→ **MATERIAL PROVIDED**:
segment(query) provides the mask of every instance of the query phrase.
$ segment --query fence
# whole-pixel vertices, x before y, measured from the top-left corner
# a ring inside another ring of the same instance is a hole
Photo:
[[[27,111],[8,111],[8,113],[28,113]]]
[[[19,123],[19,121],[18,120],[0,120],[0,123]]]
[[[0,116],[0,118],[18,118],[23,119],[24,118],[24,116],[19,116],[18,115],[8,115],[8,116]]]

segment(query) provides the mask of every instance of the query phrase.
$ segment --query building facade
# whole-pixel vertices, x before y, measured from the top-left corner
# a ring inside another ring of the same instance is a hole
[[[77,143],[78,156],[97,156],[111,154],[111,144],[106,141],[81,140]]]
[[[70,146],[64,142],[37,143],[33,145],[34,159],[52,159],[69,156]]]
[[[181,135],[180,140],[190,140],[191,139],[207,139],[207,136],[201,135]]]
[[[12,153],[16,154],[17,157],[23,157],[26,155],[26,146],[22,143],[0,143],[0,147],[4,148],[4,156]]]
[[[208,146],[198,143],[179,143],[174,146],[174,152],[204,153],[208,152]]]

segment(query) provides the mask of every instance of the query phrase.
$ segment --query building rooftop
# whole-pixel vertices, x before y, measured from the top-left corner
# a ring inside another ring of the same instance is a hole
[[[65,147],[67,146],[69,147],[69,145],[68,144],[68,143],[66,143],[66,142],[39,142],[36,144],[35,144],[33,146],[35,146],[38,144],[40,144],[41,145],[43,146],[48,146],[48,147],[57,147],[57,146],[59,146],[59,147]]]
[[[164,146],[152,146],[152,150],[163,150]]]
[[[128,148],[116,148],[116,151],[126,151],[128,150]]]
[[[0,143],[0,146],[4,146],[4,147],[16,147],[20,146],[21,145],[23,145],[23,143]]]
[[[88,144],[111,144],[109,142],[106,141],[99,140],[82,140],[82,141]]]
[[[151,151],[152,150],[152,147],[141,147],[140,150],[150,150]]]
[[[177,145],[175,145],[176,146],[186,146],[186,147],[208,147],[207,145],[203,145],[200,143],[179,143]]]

→ **TASK REQUIREMENTS**: Render every nonblank line of the entries above as a Markdown table with the columns Row and Line, numbering the rows in order.

→ **ANSWER TO THE TASK**:
| Row | Line |
|---|---|
| 1 | segment(query) provides the mask of every instance of the query phrase. |
| 2 | $ segment --query fence |
| 3 | # whole-pixel vertices, x before y, measured from the top-left corner |
| 4 | # a ring inside another ring of the same instance is a hole |
| 5 | Photo: |
| 6 | [[[27,111],[8,111],[8,113],[28,113]]] |
| 7 | [[[19,123],[19,121],[18,120],[0,120],[0,123]]] |
| 8 | [[[0,116],[0,118],[18,118],[23,119],[24,118],[24,116],[19,116],[18,115],[8,115],[8,116]]] |
| 9 | segment(query) provides the mask of every instance of the query phrase. |
| 10 | $ segment --query building facade |
| 11 | # whole-pixel vertices, x before y, measured from the top-left corner |
| 12 | # a ring inside another ring of the same instance is a hole |
| 13 | [[[77,143],[78,156],[97,156],[111,154],[111,144],[106,141],[81,140]]] |
| 14 | [[[70,146],[64,142],[37,143],[33,145],[34,159],[52,159],[69,156]]] |
| 15 | [[[181,135],[180,140],[190,140],[191,139],[207,139],[207,136],[201,135]]] |
| 16 | [[[12,153],[16,154],[17,157],[23,157],[26,155],[26,146],[22,143],[0,143],[0,147],[4,148],[4,156]]] |
| 17 | [[[208,146],[198,143],[179,143],[174,146],[174,152],[204,153],[208,152]]] |
| 18 | segment(query) provides the mask of every instance of the query phrase. |
| 19 | $ segment --query building rooftop |
| 20 | # whole-pixel vertices, x before y, measured from the top-left corner |
| 21 | # a ring inside another ring of the same instance is a hole |
| 22 | [[[65,147],[67,146],[69,147],[69,145],[68,144],[68,143],[66,143],[66,142],[39,142],[36,144],[35,144],[33,146],[35,146],[38,144],[40,144],[41,145],[43,146],[48,146],[48,147],[57,147],[57,146],[59,146],[59,147]]] |
| 23 | [[[164,146],[152,146],[152,150],[163,150]]] |
| 24 | [[[128,148],[116,148],[116,151],[126,151],[128,150]]] |
| 25 | [[[0,143],[0,146],[4,146],[4,147],[16,147],[20,146],[21,145],[23,145],[23,143]]] |
| 26 | [[[88,144],[111,144],[109,142],[106,141],[99,140],[82,140],[82,141]]] |
| 27 | [[[151,151],[152,150],[152,147],[141,147],[140,150],[150,150]]] |
| 28 | [[[177,145],[175,145],[176,146],[186,146],[186,147],[208,147],[207,145],[203,145],[200,143],[179,143]]] |